### Problem to work on
Repeat exactly the lines of the listing from the line containing "structure and record the coordinates." through its last line, and nothing beyond them.

Records from a data source
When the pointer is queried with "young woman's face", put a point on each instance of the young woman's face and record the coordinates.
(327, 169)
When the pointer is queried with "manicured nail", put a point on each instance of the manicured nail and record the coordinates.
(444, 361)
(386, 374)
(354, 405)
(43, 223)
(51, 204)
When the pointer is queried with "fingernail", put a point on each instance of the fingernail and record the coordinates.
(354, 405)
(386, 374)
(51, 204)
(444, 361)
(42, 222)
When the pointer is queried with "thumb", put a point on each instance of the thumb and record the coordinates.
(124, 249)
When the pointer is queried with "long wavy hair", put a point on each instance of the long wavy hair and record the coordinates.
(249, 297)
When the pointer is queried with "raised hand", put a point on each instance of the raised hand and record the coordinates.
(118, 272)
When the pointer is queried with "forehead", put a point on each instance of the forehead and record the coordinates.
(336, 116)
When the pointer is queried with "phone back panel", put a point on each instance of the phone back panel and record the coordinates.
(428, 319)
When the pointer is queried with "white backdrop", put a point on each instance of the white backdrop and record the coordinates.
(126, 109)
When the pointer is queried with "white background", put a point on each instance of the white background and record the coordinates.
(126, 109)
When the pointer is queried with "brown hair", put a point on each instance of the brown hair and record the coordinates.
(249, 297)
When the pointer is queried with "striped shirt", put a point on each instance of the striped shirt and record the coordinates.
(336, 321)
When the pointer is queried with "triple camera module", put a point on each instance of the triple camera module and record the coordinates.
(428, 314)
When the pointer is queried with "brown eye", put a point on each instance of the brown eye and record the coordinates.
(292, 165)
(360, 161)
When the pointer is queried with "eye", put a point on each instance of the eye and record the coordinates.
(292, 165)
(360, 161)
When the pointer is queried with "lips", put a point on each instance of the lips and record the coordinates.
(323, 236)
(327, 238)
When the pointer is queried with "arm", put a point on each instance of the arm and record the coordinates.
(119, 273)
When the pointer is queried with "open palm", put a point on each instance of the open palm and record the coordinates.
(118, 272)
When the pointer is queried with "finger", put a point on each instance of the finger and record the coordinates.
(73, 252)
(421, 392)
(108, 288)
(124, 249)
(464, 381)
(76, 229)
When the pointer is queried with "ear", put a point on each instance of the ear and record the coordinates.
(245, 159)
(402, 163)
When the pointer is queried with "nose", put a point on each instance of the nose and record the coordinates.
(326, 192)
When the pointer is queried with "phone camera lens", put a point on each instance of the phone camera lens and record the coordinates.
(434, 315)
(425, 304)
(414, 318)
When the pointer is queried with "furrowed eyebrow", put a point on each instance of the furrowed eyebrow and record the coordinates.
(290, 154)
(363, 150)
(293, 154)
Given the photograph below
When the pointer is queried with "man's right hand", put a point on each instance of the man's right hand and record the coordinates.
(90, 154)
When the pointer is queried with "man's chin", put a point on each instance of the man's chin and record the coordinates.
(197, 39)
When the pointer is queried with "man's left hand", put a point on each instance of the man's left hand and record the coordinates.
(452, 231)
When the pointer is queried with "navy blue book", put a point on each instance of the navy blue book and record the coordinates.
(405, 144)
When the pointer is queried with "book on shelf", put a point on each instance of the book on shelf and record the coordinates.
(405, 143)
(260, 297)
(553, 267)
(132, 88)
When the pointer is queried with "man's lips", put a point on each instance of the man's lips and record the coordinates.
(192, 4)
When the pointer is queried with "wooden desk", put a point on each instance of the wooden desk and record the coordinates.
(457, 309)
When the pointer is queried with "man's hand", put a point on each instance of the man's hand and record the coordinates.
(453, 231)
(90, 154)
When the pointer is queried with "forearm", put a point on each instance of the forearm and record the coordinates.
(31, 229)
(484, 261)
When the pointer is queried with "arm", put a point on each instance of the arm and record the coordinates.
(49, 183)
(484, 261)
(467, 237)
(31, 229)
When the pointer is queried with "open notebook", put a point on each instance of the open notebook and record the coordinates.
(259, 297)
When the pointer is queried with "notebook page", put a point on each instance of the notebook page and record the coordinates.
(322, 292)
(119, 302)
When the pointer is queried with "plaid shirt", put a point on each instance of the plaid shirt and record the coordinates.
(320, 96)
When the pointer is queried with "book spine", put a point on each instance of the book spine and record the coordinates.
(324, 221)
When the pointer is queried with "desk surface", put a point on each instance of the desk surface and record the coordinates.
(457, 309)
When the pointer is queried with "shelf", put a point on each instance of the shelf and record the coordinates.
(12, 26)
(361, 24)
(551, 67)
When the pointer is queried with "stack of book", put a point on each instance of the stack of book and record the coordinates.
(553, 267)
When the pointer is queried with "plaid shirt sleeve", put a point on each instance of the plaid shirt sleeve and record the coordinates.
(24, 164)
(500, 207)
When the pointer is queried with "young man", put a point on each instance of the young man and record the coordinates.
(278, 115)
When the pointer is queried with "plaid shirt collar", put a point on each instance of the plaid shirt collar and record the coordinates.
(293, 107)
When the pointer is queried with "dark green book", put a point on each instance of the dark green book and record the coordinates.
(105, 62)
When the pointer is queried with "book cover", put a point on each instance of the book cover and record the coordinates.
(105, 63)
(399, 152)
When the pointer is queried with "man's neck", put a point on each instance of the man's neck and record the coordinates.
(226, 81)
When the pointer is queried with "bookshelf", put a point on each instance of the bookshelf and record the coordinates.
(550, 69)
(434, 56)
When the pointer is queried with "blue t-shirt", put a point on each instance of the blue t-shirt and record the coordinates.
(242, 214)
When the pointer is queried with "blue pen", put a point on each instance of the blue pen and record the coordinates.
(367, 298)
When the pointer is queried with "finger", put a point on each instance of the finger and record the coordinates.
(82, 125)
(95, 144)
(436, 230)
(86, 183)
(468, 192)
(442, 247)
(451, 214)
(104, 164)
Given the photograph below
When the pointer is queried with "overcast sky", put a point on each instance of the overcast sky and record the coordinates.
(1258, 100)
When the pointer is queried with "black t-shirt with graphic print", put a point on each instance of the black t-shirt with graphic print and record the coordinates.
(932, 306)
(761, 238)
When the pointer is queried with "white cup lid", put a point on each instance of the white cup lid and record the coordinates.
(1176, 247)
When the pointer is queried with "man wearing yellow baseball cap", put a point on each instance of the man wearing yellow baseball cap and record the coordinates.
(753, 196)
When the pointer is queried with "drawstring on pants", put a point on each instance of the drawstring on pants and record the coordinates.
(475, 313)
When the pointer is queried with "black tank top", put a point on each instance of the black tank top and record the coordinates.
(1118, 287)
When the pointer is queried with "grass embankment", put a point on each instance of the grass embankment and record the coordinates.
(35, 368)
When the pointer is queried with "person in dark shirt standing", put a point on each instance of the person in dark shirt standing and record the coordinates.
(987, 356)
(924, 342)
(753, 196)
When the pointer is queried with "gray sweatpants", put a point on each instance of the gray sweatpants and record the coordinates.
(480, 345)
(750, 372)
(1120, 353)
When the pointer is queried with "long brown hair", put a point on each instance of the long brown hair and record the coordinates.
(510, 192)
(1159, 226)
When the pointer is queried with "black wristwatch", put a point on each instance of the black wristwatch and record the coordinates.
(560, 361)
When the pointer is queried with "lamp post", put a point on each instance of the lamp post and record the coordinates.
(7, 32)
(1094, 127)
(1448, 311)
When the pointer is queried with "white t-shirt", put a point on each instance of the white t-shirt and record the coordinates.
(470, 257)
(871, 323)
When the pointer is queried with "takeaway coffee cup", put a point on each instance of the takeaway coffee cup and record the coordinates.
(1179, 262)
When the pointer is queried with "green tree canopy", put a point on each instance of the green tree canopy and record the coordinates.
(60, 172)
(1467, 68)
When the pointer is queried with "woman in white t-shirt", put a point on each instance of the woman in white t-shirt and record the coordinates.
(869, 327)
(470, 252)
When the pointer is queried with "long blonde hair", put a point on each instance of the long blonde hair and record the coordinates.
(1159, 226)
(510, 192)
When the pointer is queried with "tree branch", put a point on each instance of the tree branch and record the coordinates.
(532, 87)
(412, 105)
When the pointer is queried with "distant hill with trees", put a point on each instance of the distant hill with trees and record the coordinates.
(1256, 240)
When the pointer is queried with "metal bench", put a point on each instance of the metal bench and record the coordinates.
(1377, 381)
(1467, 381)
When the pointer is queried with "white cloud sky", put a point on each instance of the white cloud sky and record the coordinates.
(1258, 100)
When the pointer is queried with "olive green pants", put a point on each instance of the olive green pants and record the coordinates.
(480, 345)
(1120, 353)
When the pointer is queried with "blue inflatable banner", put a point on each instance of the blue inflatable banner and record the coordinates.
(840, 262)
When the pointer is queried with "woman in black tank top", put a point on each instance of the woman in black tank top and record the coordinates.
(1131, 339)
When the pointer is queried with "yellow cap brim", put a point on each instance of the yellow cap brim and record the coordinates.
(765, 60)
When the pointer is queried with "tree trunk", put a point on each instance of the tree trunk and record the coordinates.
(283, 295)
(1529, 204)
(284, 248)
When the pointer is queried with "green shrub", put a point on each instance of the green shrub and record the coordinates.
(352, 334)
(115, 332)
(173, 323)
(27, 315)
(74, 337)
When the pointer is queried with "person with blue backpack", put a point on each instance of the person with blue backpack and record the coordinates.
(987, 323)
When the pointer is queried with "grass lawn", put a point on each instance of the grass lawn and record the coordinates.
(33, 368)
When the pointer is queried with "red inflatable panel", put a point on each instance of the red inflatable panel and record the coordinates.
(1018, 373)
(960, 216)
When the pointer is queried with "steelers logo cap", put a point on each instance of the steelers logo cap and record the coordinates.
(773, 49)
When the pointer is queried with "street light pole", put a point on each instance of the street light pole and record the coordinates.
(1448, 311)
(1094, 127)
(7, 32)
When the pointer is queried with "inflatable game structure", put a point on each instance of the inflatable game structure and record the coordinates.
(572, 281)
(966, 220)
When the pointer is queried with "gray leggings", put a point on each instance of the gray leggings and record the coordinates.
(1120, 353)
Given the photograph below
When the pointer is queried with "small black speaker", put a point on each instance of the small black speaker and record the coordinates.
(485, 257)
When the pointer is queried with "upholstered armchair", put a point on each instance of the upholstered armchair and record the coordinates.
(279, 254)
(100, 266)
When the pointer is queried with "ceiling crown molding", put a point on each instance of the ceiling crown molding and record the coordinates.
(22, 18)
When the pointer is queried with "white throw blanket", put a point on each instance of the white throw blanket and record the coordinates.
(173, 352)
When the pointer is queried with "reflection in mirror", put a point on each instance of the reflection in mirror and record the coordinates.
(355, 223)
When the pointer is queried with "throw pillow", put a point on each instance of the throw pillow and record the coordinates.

### Exercise solution
When the pointer is queried with "inflatable game structure", put a point on each instance of the inflatable game structure and record the coordinates.
(572, 281)
(966, 220)
When the pointer is queried with "gray leggings", put a point on each instance of the gray leggings and record the coordinates.
(1120, 353)
Given the photograph below
When the pointer is queried with "small black speaker", put a point on each instance of the small black speaker and record the coordinates.
(485, 257)
When the pointer is queried with "upholstered armchair", put a point on each instance of the upholstered armchair and record the coordinates.
(279, 254)
(100, 266)
When the pointer is queried with "ceiling crown molding", put a point on each instance of the ceiling crown molding and record the coordinates.
(22, 18)
When the pointer is queried with "white throw blanket", put a point on each instance of the white throw blanket and record the coordinates.
(173, 352)
When the pointer is queried with "reflection in mirror", put a point on each instance of the reflection in mirror and record the coordinates.
(355, 223)
When the pointer is queried with "throw pillow", put a point on each instance of the throw pillow and record the coordinates.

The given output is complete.